今回は、住宅購入を取り巻く状況について、現在と少し先の未来を紐解いていきます。

2022年前半、経済環境が激変 今、起こっている変化とは?

日本では時間がかかると思われていたリモートワークの一般化が、新型コロナウイルス感染症によって急速に定着し、働き方や暮らし方の常識が大きく変化しました。ほかにも急変する世界情勢など住宅価格の変動は様々な要因が重なります。

この数年はコロナ禍で打撃を受けた経済を立て直すため、海外主要国も金利引き下げなどの金融緩和政策をとってきました。回復の兆しが見えかけた時に、ロシアのウクライナ侵攻の影響により原油価格が上昇、それに伴い各国のインフレ率も急上昇。サプライチェーンに混乱が生じていることでも経済活動の停滞は続いていますが、それでも各国では金融緩和縮小の動きが見えます。

一方で、日本は金融緩和政策継続姿勢を維持。今年上半期で日米の金利差は広がり、長期金利で比べると、約1.5%から2倍の約3%へ拡大、低金利の円を売ってドルを買う動きが強まりました。日米の金融政策の方向性の違いは鮮明で、円安・ドル高傾向はまだ続くと見られています。

また、注視しておきたいのが「生産緑地2022年問題」です。

都市部の住宅地にある「生産緑地」は全国に12,972.5ヘクタール、東京ドーム約2,760個分の「生産緑地」があります(「平成29年都市計画現況調査」国土交通省)。「生産緑地」の指定を受けると、土地所有者は農業経営の義務が生じると同時に、市街化区域内の他の農地に比べて固定資産税が大幅に軽減されるというメリットがあります。

当初、2022年には「生産緑地」の指定が一斉に解除される予定でしたが、2017年に生産緑地法が改正され、10年延長できることになりました。しかし生産緑地の指定から外れた土地が多く出回れば、土地の価格が下がる可能性があります。

不動産価格にも影響を及ぼすウッドショックの長期化

昨年ごろから「ウッドショック」というワードを耳にする機会が増えました。コロナ禍により世界的に巣ごもり需要が拡大したと同時に、労働者や製材工場の稼働率が下がり木材が不足、価格が高騰しました。また国際輸送が滞ったこともウッドショックの原因の一つです。

輸入木材やそれを原料とする建材を用いるローコストの注文住宅や建売住宅はとくにウッドショックの影響も大きく、しかも未だ明るい見通しが立ちません。

> _提供データ_

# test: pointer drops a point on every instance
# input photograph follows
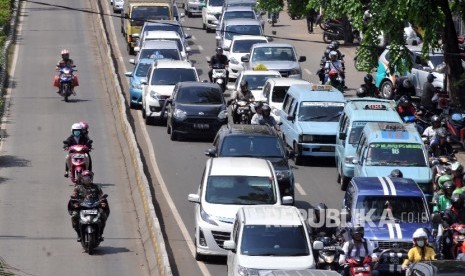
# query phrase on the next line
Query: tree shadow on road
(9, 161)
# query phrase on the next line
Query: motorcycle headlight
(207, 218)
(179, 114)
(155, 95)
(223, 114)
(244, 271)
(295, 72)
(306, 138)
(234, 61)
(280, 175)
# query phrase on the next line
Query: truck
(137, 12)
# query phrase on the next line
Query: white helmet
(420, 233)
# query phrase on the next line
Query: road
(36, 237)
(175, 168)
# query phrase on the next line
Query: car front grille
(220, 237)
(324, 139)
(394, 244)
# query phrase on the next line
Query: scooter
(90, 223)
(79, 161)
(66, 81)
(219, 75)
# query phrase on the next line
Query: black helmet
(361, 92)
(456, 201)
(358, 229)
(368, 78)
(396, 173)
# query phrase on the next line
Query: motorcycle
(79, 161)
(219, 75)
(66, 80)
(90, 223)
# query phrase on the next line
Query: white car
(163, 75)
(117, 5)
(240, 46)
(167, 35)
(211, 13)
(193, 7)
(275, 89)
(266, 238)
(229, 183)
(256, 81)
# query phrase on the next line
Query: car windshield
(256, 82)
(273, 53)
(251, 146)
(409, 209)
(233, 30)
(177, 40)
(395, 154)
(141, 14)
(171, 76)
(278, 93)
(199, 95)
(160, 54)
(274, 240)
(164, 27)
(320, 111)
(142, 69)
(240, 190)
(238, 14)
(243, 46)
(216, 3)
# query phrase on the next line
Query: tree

--

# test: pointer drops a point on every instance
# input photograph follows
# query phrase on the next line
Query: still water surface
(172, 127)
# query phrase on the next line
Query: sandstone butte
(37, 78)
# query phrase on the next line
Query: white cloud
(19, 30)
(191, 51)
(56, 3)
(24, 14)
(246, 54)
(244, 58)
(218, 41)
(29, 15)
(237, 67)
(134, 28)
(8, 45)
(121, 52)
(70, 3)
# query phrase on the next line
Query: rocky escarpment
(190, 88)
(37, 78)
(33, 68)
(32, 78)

> _演習課題 1_
住宅購入を取り巻く状況についての原文から、「2022年前半、経済環境が激変 今、起こっている変化とは?」で始まり「また、注視しておきたいのが「生産緑地2022年問題」です。」に至るまでの部分を、一字一句変えずに書き写してください。
> _演習課題 2_
住宅購入を取り巻く状況についての原文で、かぎ括弧「」に囲まれている語句を、重複を除いてすべて挙げてください。
> _演習課題 3_
住宅購入を取り巻く状況についての原文の最後の文に続けて、その先の文章を書き進めてください。

> _記述解答 1_
2022年前半、経済環境が激変 今、起こっている変化とは?

日本では時間がかかると思われていたリモートワークの一般化が、新型コロナウイルス感染症によって急速に定着し、働き方や暮らし方の常識が大きく変化しました。ほかにも急変する世界情勢など住宅価格の変動は様々な要因が重なります。

この数年はコロナ禍で打撃を受けた経済を立て直すため、海外主要国も金利引き下げなどの金融緩和政策をとってきました。回復の兆しが見えかけた時に、ロシアのウクライナ侵攻の影響により原油価格が上昇、それに伴い各国のインフレ率も急上昇。サプライチェーンに混乱が生じていることでも経済活動の停滞は続いていますが、それでも各国では金融緩和縮小の動きが見えます。

一方で、日本は金融緩和政策継続姿勢を維持。今年上半期で日米の金利差は広がり、長期金利で比べると、約1.5%から2倍の約3%へ拡大、低金利の円を売ってドルを買う動きが強まりました。日米の金融政策の方向性の違いは鮮明で、円安・ドル高傾向はまだ続くと見られています。

また、注視しておきたいのが「生産緑地2022年問題」です。

> _記述解答 2_
生産緑地2022年問題
生産緑地
平成29年都市計画現況調査
ウッドショック

> _記述解答 3_
建材や資材の価格が建物の価格を左右するのは当然ですが、新築はもちろん中古住宅のリフォームであっても、輸入木材はこれまで以上に価格に大きく影響します。この傾向はまだしばらく継続すると見られています。

不動産価格指数と地価公示ともに上昇傾向が続く見込み

不動産価格指数や地価公示も、動向を継続して追っていると住宅購入検討の際に参考になります。

全国の住宅総合の季節調整値は前月比0.6%増。商業用不動産では前期比で0.3%下落しているものの、住宅、特にマンションの価格は上昇しています(2022年6月30日「不動産価格指数」国土交通省)。戸建て・土地に関しても増加傾向にありますが、地方によってかなり落差が見られます。

地価公示は毎年3月下旬に国土交通省土地鑑定委員会が公表する土地評価で、土地取引価格の指標になります。コロナ禍の影響が少しずつ弱まり、全用途平均(+0.6%)、住宅地(+0.5%)、商業地(+0.4%)のいずれも2年ぶりに上昇に転じました。

低金利や住宅ローン減税の効果によって、一般消費者の住宅購入への意欲が低下しなかったことが要因と考えられます。

金利や価格など外的要因だけでなくライフプランを十分に検討して

全国的に住宅については回復傾向が見られますが、地域によって状況に違いがあるのも事実です。

総務省「2021年 住民基本台帳人口移動報告」によると、東京圏全体では神奈川、埼玉、千葉などで81,000人余りの転入超過でしたが、例年なら転入者の多い東京23区については、2021年5月から8カ月連続で転出超過になっています。

一方、茨城、山梨、群馬では前年の転出超過から転入超過へ。都市部から郊外への人口移動が読み取れ、それが地価に影響していると考えられます。

金利の引き上げやウッドショックの深刻化、地価の上昇などが起きる前に購入するのも考え方のひとつです。

とくに2022~23年に新築住宅に入居した場合、住宅ローン控除期間が13年に延長されています。2024~25年入居の場合は控除期間が10年なので、延長期間中に行動を起こすというのも一つの選択肢と言えるでしょう。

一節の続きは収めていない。